• _PAGE EXTRACT_:
************
Washpo report exposes corrupt Washington sanctions industry
While the US administration continues to strengthen sanctions, there are worries about their unintended consequences for civilian populations and US foreign policy.
According to a Washington Post investigation, an increase in US sanctions has resulted in the formation of a new lobbying business in Washington, where former officials are recruited by oligarchs, corrupt governments, and corporate interests to influence economic sanctions. Considerable sums from overseas are coming to former politicians and aides, particularly those with Treasury expertise.
An analysis of Justice Department files indicates that foreign spending on sanctions-related lobbying has increased from around $6 million in 2014 to at least $31 million in 2022, mirroring the growth in US penalties.
Domestic corporations spent more than $353 million lobbying in 2022, up from $97 million in 1998. Sanctions compliance barely existed 20 years ago, and now it generates more than $30 billion annually, growing at a 10% rate yearly.
************
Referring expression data

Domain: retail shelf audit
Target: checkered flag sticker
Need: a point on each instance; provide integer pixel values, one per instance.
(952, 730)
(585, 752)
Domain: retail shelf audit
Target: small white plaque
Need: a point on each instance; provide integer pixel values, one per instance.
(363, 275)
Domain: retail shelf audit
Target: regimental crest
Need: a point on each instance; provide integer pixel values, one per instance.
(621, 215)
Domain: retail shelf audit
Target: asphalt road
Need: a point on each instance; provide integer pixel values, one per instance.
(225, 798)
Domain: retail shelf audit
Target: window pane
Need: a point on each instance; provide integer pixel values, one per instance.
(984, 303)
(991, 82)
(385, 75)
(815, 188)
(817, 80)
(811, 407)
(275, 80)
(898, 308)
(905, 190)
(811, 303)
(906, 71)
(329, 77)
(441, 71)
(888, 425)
************
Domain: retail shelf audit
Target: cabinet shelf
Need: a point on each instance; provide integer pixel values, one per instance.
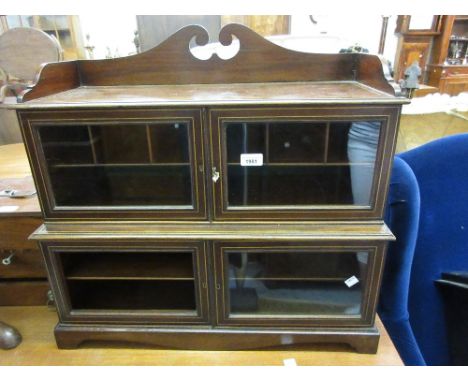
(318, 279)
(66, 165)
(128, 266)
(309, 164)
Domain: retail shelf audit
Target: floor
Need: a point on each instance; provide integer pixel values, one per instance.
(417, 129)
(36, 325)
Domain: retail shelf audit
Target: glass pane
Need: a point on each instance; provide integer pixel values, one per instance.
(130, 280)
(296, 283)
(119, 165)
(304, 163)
************
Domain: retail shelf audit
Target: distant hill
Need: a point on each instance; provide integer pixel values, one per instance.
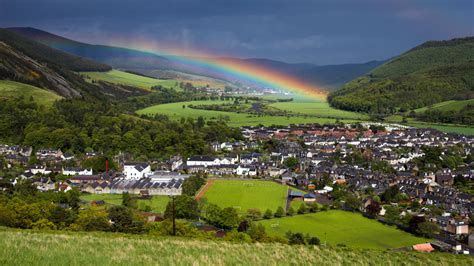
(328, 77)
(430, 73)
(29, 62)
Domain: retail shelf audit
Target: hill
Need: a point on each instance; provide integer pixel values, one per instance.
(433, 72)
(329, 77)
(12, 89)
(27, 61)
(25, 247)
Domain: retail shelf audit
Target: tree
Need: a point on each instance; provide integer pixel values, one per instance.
************
Answer these questions using the text on the Washington sanctions lobbying industry above the entries.
1. Who recruits former officials to influence economic sanctions?
2. How much did foreign spending on sanctions-related lobbying reach in 2022?
3. At what yearly rate is sanctions compliance growing?

• _WRITTEN RESPONSE_:
1. Oligarchs, corrupt governments, and corporate interests.
2. At least $31 million.
3. 10%.